Excerpts from a point labeling dataset:
════════════════
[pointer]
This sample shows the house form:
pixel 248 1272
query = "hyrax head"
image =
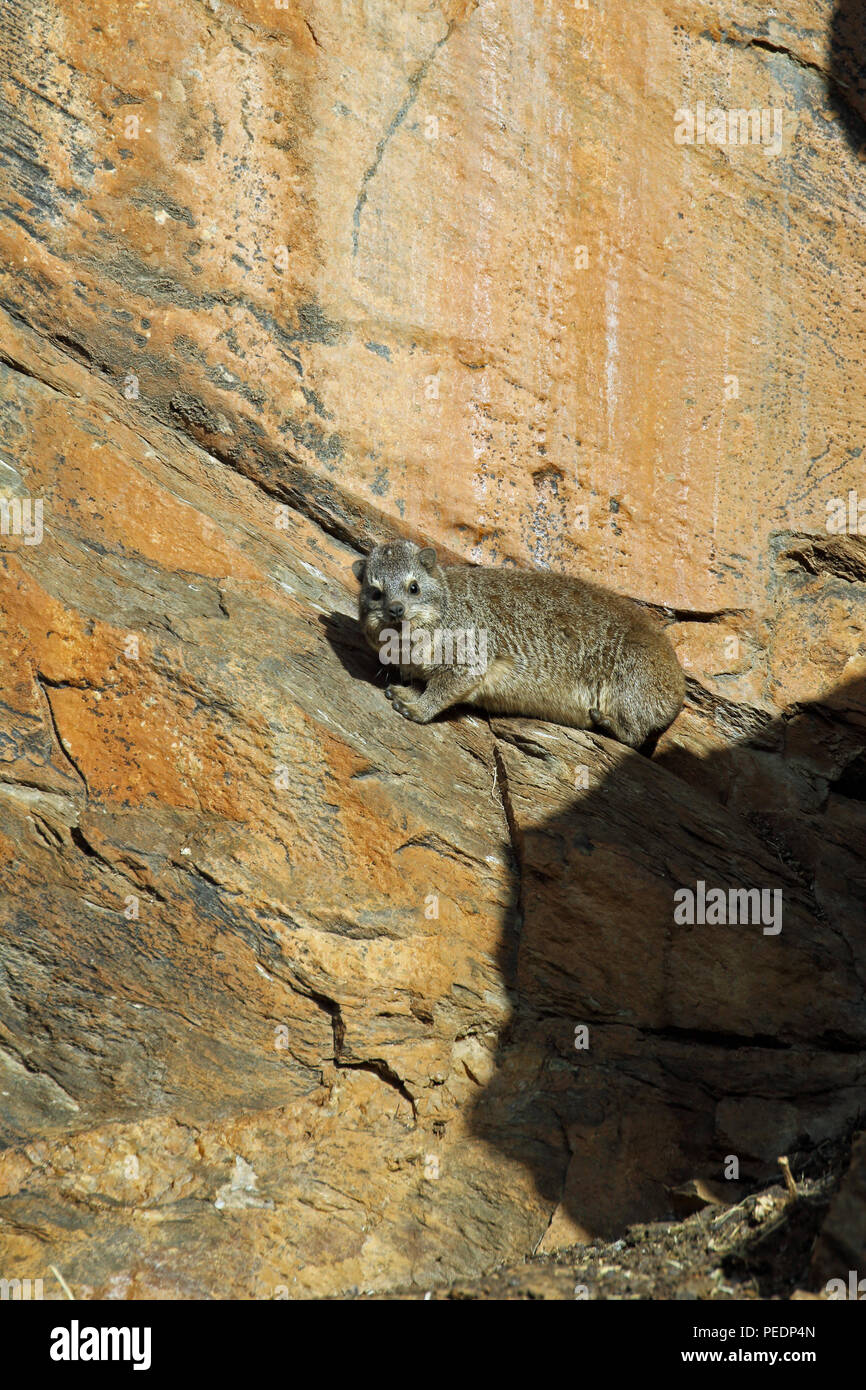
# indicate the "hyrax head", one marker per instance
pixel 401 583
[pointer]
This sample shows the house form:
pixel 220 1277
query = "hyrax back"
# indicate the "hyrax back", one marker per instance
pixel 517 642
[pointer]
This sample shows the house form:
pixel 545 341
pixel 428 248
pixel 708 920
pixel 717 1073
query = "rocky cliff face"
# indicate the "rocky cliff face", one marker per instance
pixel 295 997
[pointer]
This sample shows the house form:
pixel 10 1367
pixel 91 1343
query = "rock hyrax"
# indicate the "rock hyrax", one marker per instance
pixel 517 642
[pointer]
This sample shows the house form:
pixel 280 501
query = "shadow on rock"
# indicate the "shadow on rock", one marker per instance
════════════════
● **DIRECTIONS**
Copy all of the material above line for line, without changing anything, and leave out the pictures.

● **SOLUTION FOR THIS EXERCISE**
[pointer]
This sample shows the house form:
pixel 248 1272
query = "hyrax head"
image =
# indicate the "hyrax head", one marker per instance
pixel 401 583
[pointer]
This sample shows the house form:
pixel 220 1277
query = "hyrax back"
# indicate the "hyrax back", one marker per instance
pixel 517 642
[pointer]
This sample shows the house form:
pixel 545 341
pixel 428 248
pixel 708 920
pixel 717 1073
query = "rocky cliff face"
# indicate the "rocky cliff face", one marker per instance
pixel 295 997
[pointer]
This sample shows the house form:
pixel 10 1367
pixel 91 1343
query = "rock hyrax"
# indicate the "rock hyrax", one marker per instance
pixel 517 642
[pointer]
This sample shows the house form:
pixel 280 501
query = "shadow on rock"
# indicate the "shadow on rock", one marker per instance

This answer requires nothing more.